(begin)

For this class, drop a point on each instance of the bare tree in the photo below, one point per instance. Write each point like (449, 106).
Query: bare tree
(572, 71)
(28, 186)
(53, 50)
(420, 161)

(end)

Rewrite every line of the listing above, requests included, and add 97 to each number in the point coordinates.

For this class, drop a point on each instance of the bare tree in the photo below, one point per instance. Write each point like (449, 106).
Query: bare tree
(669, 168)
(125, 283)
(150, 147)
(517, 258)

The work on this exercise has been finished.